Could you rewrite the items below with every "dot" changed to "mark" and nothing else altered, leaving out the pictures?
::: Data rows :::
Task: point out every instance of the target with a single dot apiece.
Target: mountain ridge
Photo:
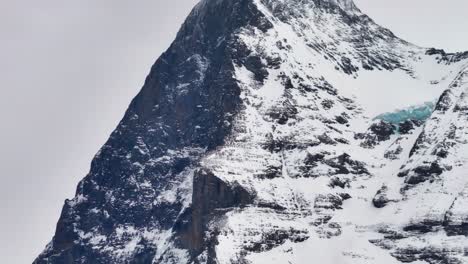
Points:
(261, 110)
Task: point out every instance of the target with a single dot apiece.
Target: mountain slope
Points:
(253, 140)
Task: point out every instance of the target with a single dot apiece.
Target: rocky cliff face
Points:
(253, 140)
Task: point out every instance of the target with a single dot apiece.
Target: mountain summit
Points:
(258, 138)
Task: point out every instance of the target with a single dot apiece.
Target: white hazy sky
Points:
(68, 70)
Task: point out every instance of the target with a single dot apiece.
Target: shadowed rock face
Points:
(184, 109)
(211, 196)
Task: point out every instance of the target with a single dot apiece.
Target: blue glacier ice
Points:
:::
■ Result ■
Task: point out every instance of the target with a single mark apiece.
Target: mountain ridge
Photo:
Points:
(261, 110)
Task: point out every instance of the target with a single mark apiece.
Target: mountain slope
Points:
(253, 140)
Task: point out every instance of the target with a single mark apiece.
Target: rocky cliff face
Points:
(253, 140)
Task: point out every instance of the target with a single mark apiece.
Target: mountain summit
Points:
(258, 138)
Task: point out every instance of the target with a single mark apiece.
Target: white hazy sky
Points:
(68, 70)
Task: point out every instance of the target with a single mark apiece.
Target: shadowed rock face
Points:
(184, 109)
(211, 196)
Task: point out every instance of the target with a single mark apiece.
Target: blue glacier ice
Points:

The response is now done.